Each entry must be given again exactly; images do not belong in the copy.
****************
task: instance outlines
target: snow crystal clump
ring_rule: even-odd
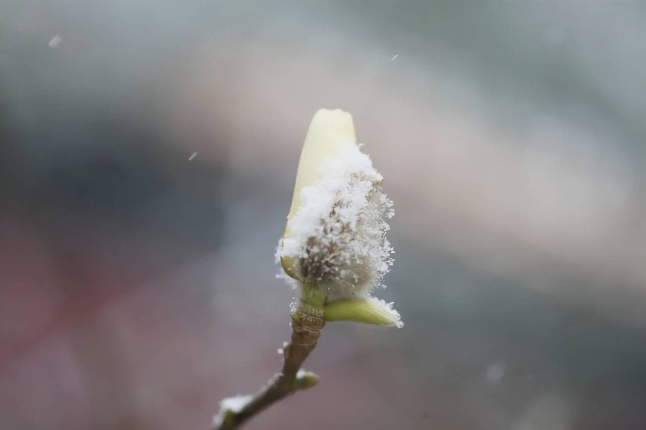
[[[393,203],[381,191],[383,178],[353,143],[319,169],[320,179],[300,191],[276,257],[299,261],[302,278],[327,288],[329,302],[368,298],[393,263],[386,237]]]

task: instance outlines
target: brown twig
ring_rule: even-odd
[[[313,373],[297,375],[298,369],[317,345],[321,329],[325,325],[322,307],[313,306],[301,300],[300,306],[291,314],[291,341],[283,348],[282,371],[276,373],[267,385],[239,411],[220,411],[213,430],[231,430],[242,425],[265,408],[297,390],[316,384],[318,376]]]

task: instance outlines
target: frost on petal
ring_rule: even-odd
[[[393,260],[386,237],[392,201],[382,176],[355,145],[321,160],[320,179],[300,190],[276,256],[299,261],[299,276],[313,277],[328,300],[367,298],[381,285]]]

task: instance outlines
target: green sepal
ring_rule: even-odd
[[[353,321],[377,325],[394,325],[399,328],[404,325],[396,311],[373,297],[367,300],[335,302],[327,305],[324,311],[326,321]]]

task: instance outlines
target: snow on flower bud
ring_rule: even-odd
[[[329,321],[402,325],[370,295],[393,263],[386,220],[393,211],[382,180],[357,145],[352,116],[319,110],[303,145],[276,258],[291,278],[315,283]]]

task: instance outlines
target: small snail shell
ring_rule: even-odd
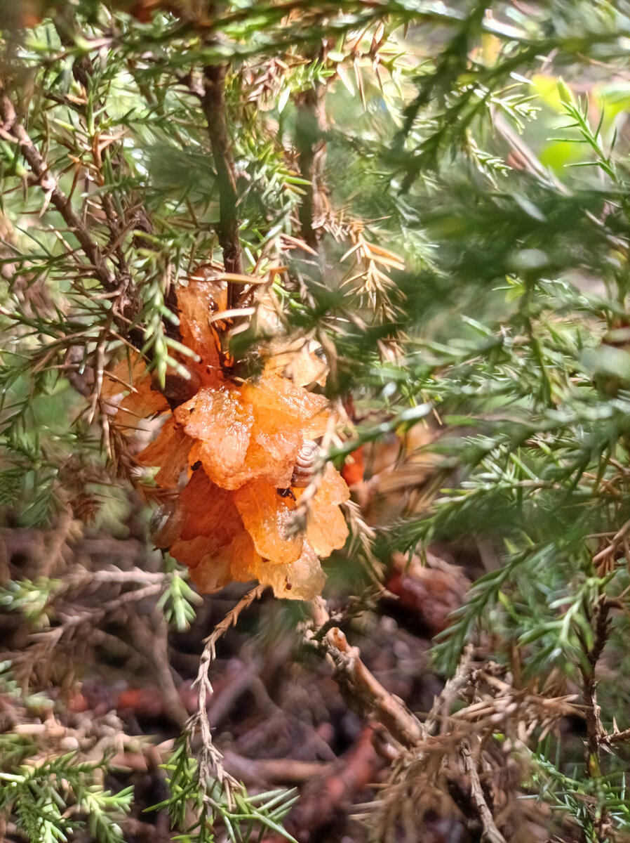
[[[184,512],[179,501],[158,507],[149,522],[149,536],[155,546],[165,550],[174,545],[184,526]]]
[[[312,439],[305,439],[302,448],[297,452],[296,464],[293,466],[293,475],[291,485],[297,489],[304,489],[312,480],[315,465],[319,457],[319,445]]]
****************
CORRECT ANSWER:
task: instance outlines
target: snow crystal clump
ring_rule: even-odd
[[[393,203],[381,191],[383,178],[353,143],[319,169],[320,179],[300,191],[276,257],[299,261],[302,278],[327,288],[329,302],[368,298],[393,263],[386,237]]]

task: instance outlines
target: brown twig
ring_rule: even-odd
[[[313,373],[297,375],[298,369],[317,345],[321,329],[325,325],[322,307],[313,306],[301,300],[300,306],[291,314],[291,341],[283,348],[282,371],[276,373],[267,385],[239,411],[220,411],[213,430],[231,430],[242,425],[265,408],[297,390],[316,384],[318,376]]]

task: instance outlines
target: frost on petal
ring_rule: even-odd
[[[393,260],[386,237],[392,201],[382,176],[355,145],[321,160],[320,179],[300,190],[276,256],[299,261],[299,276],[313,277],[328,300],[367,298],[381,285]]]

task: instance outlines
target: green sepal
ring_rule: even-odd
[[[353,321],[377,325],[394,325],[399,328],[404,325],[396,311],[373,297],[367,300],[335,302],[327,305],[324,311],[326,321]]]

task: instance outlines
target: snow on flower bud
ring_rule: even-odd
[[[329,321],[402,325],[370,295],[393,263],[386,220],[393,211],[382,180],[357,145],[352,116],[319,110],[303,145],[276,258],[291,278],[315,283]]]

task: instance outlines
target: small snail shell
ring_rule: even-odd
[[[184,512],[179,501],[158,507],[149,522],[149,536],[155,546],[165,550],[174,545],[184,526]]]
[[[312,439],[305,439],[302,448],[297,452],[296,464],[293,466],[293,475],[291,485],[297,489],[304,489],[312,480],[315,465],[319,457],[319,445]]]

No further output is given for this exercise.